____ Source material

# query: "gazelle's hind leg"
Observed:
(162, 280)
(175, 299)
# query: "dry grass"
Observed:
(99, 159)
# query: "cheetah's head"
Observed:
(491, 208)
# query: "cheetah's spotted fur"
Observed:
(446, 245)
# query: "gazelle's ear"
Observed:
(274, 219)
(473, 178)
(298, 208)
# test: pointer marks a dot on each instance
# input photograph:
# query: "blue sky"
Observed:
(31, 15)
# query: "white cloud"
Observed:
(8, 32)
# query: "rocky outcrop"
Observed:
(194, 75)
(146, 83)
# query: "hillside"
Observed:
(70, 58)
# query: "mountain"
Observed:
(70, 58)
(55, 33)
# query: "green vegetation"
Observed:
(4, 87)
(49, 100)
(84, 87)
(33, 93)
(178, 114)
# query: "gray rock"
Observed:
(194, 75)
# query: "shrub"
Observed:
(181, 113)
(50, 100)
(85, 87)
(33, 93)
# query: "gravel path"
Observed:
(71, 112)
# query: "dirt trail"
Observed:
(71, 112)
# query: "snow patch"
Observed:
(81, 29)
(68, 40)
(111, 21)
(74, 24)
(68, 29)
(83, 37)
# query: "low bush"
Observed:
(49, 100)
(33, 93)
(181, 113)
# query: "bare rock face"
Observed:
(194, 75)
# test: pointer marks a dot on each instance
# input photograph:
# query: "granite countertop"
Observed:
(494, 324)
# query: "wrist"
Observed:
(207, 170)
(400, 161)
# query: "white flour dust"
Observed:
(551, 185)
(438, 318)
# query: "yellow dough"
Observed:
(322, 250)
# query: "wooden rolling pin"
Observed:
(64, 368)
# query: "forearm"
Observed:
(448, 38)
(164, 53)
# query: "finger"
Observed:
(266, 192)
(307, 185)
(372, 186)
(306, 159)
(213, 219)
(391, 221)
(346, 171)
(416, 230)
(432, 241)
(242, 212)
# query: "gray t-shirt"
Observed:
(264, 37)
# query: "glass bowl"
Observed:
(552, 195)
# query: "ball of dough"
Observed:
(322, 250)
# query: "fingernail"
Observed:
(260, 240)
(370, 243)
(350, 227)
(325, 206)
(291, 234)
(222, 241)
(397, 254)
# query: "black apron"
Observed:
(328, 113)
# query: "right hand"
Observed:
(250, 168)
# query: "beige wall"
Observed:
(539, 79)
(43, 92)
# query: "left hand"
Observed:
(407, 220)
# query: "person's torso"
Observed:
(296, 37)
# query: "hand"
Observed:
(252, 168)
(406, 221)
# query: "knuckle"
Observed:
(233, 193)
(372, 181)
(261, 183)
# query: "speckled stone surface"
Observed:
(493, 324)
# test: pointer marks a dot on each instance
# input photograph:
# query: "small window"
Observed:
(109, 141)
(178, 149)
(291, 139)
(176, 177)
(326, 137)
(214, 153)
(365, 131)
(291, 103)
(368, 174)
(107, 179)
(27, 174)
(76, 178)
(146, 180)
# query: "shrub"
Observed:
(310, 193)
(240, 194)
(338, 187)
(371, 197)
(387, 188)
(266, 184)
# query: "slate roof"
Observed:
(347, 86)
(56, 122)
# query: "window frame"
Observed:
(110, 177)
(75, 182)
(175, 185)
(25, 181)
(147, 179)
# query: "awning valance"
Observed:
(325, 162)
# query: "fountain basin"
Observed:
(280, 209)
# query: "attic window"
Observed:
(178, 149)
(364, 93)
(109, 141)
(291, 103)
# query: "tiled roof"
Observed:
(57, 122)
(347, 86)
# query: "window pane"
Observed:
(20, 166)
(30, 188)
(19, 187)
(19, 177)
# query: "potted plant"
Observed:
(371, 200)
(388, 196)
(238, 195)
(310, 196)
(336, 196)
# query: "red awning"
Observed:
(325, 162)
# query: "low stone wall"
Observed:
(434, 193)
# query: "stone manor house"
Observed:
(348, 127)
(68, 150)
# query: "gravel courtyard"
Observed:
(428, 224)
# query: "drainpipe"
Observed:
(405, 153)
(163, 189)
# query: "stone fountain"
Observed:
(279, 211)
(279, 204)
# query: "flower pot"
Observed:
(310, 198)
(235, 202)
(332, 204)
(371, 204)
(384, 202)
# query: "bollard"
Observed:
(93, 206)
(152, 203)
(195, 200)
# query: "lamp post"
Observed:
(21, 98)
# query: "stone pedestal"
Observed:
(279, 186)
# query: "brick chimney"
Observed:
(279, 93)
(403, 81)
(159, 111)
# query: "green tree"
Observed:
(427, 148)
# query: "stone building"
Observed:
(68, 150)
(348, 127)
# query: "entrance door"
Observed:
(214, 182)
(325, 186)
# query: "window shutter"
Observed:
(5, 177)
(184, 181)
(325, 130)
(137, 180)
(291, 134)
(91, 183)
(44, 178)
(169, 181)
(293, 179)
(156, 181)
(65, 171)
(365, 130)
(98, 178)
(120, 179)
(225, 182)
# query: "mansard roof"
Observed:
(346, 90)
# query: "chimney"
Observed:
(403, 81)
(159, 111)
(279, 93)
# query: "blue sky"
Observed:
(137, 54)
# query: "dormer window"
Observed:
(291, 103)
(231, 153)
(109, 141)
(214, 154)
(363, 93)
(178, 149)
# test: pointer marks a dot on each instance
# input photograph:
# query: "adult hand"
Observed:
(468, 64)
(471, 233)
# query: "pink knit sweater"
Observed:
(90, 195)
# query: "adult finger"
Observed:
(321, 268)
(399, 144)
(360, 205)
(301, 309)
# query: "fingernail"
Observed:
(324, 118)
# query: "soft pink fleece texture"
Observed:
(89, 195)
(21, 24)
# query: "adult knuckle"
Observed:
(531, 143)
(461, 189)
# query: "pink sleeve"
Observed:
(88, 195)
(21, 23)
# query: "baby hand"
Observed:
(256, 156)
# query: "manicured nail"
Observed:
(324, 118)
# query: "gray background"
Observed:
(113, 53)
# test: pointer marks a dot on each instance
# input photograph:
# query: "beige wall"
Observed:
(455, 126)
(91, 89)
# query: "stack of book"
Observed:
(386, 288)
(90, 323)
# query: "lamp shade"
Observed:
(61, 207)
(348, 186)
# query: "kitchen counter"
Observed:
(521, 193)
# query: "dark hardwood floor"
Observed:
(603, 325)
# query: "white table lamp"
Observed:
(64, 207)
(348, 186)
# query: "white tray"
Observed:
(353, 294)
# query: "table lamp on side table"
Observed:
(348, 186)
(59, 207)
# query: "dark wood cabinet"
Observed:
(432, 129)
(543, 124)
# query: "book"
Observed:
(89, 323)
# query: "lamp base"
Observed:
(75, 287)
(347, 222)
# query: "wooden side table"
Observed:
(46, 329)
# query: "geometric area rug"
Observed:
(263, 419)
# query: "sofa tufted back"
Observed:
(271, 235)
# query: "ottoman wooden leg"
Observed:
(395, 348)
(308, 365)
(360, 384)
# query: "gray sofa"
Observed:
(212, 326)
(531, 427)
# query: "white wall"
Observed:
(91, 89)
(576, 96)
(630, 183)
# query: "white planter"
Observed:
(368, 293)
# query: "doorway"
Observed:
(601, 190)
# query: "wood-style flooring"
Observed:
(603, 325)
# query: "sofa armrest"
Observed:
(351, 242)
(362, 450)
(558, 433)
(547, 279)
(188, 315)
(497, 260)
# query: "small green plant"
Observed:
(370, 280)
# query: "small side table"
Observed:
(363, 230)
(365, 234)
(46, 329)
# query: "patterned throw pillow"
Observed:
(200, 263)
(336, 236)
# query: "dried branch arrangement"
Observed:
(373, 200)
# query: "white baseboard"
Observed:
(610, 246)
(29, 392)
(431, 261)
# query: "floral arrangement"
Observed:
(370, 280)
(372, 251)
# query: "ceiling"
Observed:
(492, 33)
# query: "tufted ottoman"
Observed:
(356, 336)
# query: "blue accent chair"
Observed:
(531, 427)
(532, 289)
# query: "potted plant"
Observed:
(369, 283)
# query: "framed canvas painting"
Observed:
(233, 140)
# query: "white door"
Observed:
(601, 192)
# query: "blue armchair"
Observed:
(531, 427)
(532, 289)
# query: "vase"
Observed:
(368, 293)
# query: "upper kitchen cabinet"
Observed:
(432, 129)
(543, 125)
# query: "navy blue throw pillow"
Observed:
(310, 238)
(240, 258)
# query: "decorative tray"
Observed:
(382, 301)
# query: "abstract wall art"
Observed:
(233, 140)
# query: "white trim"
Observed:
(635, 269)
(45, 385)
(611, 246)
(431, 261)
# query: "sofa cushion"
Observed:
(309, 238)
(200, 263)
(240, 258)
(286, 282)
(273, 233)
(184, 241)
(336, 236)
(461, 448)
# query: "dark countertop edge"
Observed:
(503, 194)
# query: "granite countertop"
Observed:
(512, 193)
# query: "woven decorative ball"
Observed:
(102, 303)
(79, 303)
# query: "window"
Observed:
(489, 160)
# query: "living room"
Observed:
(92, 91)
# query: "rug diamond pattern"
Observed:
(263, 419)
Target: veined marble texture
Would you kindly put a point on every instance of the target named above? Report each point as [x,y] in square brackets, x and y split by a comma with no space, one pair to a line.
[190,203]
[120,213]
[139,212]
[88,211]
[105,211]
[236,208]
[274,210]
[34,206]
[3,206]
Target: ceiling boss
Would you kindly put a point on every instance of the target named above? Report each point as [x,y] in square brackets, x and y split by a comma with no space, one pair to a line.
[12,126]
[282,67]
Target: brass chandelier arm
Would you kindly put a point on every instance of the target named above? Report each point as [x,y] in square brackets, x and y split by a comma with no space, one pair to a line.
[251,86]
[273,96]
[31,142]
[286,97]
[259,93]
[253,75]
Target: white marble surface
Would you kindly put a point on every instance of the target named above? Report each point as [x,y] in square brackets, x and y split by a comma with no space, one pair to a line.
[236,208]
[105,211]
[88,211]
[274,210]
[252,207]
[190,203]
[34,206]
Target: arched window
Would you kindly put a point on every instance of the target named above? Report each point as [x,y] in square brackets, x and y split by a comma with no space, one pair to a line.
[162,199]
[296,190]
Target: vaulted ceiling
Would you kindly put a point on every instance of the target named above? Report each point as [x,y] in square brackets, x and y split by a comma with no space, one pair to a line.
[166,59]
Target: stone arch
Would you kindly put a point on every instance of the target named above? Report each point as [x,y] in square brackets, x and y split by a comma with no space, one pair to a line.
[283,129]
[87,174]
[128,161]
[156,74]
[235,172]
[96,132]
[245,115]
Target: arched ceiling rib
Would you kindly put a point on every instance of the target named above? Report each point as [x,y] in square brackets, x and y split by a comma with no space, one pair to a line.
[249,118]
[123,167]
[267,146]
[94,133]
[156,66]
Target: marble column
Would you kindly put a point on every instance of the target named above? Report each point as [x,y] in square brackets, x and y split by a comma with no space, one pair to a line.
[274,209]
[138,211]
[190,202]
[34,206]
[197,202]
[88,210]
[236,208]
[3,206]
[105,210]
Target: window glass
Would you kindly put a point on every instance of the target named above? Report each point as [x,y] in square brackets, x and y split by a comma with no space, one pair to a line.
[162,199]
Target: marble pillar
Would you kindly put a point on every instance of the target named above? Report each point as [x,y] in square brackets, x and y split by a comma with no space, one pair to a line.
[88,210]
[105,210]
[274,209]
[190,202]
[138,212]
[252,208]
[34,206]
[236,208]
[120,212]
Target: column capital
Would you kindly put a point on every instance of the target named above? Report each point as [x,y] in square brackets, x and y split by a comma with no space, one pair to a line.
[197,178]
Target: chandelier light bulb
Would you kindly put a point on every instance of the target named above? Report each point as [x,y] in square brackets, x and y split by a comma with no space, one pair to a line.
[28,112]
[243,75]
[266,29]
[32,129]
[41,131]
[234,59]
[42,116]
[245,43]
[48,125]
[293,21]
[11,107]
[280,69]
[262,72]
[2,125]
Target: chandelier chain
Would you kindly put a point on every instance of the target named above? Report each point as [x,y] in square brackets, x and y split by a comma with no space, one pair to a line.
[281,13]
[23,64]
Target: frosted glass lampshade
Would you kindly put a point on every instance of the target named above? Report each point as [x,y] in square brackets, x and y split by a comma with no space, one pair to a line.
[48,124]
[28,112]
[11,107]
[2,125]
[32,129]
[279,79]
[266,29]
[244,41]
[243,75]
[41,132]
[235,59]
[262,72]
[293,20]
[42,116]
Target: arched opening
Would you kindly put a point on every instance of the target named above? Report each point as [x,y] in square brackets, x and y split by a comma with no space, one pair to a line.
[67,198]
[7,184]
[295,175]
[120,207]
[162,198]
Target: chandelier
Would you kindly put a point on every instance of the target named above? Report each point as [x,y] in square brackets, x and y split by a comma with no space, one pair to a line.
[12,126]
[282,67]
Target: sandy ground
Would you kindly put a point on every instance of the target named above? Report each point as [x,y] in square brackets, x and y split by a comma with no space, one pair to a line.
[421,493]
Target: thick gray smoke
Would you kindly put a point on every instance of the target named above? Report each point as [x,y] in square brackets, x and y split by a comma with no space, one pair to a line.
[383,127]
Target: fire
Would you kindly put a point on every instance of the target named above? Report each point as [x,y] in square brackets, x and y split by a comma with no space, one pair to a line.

________

• Problem requirements: Some lines of the data may hold the word "arched". Say how many do, with nothing else.

• Output for this task: 3